I problemi sono davvero tanti, troppi.  Soprattutto quello di una burocrazia che riduce il lavoro dell’insegnamento a una serie di regole e di orari. Claudio Martinelli, che insegna nel liceo “Lorenzo Rocci” di Passo Corese, in Sabina, afferma che «è come se chiamassi a casa un idraulico per fare una riparazione e lo costringessi a lavorare entro binari rigidissimi»; la burocrazia ha lentamente divorato gli spazi propri di una professione che si fonda soprattutto sulla realtà creativa del rapporto insegnante-alunno. Ma non solo questo: c’è da mettere sul piatto la reale integrazione degli alunni con disabilità, la mancanza di connessioni e strumenti digitali adeguati, la rendicontazione minuziosa di ogni aspetto della didattica e della sua organizzazione, le interminabili riunioni talvolta inutili.  Insomma, come afferma Francesca Grimaldi, docente nell’IIS Gregorio da Catino a Poggio Mirteto (Rieti), chi lavora nella scuola si sente un supereroe già solo quando riesce a firmare il registro, inserire assenze, giustificazioni e ritardi e riuscire anche a fare lezione. 

Perfino i presidi devono ammettere che l’apprendimento, dimensione primaria, sulla quale dovrebbe reggersi l’intero impianto scolastico, è passato in secondo piano. Ci sono i risultati pratici che vengono prima di tutti: numero di iscrizioni, per non incorrere nell’inevitabile accorpamento tra più istituti, livelli di apprendimento da raggiungere per non rischiare di essere una scuola di “serie B”, la concorrenza: ognuno faccia quello che può, tanto alla qualità dell’insegnamento ci penseranno i docenti, con il tempo e con l’energia che rimangono loro, e che, come fa notare Giuliana Vazza, dirigente dell’Istituto di Istruzione superiore “Angelo Frammartino” di Monterotondo, sono tra i pochissimi a non avere una vera e propria carriera strutturata.

Soluzioni? Facile a dire, certo, ma uno sfrondamento delle pratiche burocratiche, di riunioni fatte solo per rispettare il monte ore – altro evidente equivoco in una professione in cui si è burocratizzato di tutto, dal tempo ai minuti esatti di riunione – per un ritorno salutare (soprattutto per i ragazzi) a una vera autonomia dell’insegnante. La scuola è diventata un territorio fatto di numeri e voci, tutto il resto non ha più nessuna importanza.  Di fronte a ragazzi che chiedono, come direbbero i Pink Floyd di Time, “qualcuno che ti mostri la strada”, in un mondo in cui la costruzione di un rapporto che coinvolga gli studenti e li faccia sentire aiutati, capìti, dovrebbe essere fondamentale, moltissimi docenti hanno la certezza che si stia avviando un processo di computo algebrico della didattica. In un rapporto che dovrebbe essere di relazione dialettica, costruttiva tra un insegnante e una classe di allievi, con tutto quello che questa dimensione comporta. Ed è la didattica reale, quella non quantificabile in termini matematici e spazio-temporali che molti vorrebbero fosse riportata al centro del sistema-scuola. «La parola d’ordine è riportare la didattica al centro dell’attività scolastica, come lettura del reale», afferma con forza Diego Picano, docente all’Istituto di Istruzione superiore di Pontecorvo (Frosinone). Cui fa eco Caterina Crocchiante, che insegna nella scuola media Baccelli di Tivoli: «didattica vuol dire non solo trasmissione di saperi e contenuti ma anche, e soprattutto, socialità, aggregazione, confronto e inclusione».

****

◆ Compito
Modifica il passo dell'estratto sulla scuola che comincia con "Perfino i presidi" e termina con "propria carriera strutturata.", mettendo "dirigenti scolastici" al posto di "presidi". I record sono materiale a sé, separato dall'estratto.

****

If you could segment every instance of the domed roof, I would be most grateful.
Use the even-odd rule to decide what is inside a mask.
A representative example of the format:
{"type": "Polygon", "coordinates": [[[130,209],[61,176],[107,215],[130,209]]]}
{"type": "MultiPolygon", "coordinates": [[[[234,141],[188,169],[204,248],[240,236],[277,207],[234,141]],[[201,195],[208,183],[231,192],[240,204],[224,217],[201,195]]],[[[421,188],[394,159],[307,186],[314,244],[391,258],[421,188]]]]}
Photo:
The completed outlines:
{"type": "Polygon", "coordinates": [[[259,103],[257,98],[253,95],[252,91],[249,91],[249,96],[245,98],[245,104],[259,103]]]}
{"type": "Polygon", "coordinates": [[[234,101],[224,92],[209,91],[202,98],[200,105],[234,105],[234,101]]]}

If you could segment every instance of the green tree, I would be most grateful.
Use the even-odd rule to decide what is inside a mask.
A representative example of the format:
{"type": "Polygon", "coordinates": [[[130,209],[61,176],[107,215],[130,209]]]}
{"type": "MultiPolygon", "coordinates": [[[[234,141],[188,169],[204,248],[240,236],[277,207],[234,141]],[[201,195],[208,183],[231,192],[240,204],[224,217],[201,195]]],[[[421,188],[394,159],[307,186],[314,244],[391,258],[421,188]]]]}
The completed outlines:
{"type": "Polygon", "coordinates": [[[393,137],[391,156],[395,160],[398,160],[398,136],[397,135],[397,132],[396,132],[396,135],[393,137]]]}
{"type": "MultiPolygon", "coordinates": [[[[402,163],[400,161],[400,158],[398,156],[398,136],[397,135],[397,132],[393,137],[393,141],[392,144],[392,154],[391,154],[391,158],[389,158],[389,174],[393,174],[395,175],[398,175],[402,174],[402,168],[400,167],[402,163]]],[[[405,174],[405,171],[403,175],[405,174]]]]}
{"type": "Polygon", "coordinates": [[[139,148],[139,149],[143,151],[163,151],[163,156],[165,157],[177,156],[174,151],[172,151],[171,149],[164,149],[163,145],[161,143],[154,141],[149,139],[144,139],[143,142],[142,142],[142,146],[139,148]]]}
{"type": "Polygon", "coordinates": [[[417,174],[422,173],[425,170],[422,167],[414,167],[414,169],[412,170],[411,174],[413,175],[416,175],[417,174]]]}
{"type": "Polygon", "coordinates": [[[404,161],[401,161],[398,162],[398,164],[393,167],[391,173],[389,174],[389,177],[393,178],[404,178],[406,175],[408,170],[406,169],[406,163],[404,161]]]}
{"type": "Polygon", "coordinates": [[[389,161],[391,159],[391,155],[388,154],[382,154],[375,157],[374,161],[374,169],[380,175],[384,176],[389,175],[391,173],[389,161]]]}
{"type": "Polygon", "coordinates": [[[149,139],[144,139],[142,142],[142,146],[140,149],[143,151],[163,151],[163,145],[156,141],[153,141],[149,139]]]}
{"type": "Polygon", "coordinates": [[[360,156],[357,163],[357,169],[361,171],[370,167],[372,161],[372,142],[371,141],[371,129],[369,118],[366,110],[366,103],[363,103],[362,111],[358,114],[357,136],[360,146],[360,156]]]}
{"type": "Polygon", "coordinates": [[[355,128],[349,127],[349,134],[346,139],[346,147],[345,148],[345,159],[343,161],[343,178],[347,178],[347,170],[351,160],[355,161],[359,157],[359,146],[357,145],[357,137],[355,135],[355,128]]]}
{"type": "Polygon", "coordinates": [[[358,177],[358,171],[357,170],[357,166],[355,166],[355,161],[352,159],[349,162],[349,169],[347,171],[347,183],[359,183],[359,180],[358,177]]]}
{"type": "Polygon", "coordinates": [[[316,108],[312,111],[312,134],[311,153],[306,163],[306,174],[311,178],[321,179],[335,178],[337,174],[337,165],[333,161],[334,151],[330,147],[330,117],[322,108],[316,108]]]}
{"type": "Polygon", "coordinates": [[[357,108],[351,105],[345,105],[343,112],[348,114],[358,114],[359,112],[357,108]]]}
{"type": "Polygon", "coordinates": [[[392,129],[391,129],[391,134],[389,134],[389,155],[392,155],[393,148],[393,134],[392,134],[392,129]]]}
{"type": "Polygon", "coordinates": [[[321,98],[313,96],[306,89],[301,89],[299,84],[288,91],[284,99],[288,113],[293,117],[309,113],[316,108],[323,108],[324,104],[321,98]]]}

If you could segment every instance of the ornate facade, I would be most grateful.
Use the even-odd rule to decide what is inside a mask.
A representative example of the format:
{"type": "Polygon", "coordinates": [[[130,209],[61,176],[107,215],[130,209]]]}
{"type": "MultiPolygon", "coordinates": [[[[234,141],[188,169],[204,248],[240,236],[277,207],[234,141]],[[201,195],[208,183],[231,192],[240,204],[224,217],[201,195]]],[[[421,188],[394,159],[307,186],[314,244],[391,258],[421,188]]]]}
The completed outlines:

****

◆ Risposta
Perfino i dirigenti scolastici devono ammettere che l’apprendimento, dimensione primaria, sulla quale dovrebbe reggersi l’intero impianto scolastico, è passato in secondo piano. Ci sono i risultati pratici che vengono prima di tutti: numero di iscrizioni, per non incorrere nell’inevitabile accorpamento tra più istituti, livelli di apprendimento da raggiungere per non rischiare di essere una scuola di “serie B”, la concorrenza: ognuno faccia quello che può, tanto alla qualità dell’insegnamento ci penseranno i docenti, con il tempo e con l’energia che rimangono loro, e che, come fa notare Giuliana Vazza, dirigente dell’Istituto di Istruzione superiore “Angelo Frammartino” di Monterotondo, sono tra i pochissimi a non avere una vera e propria carriera strutturata.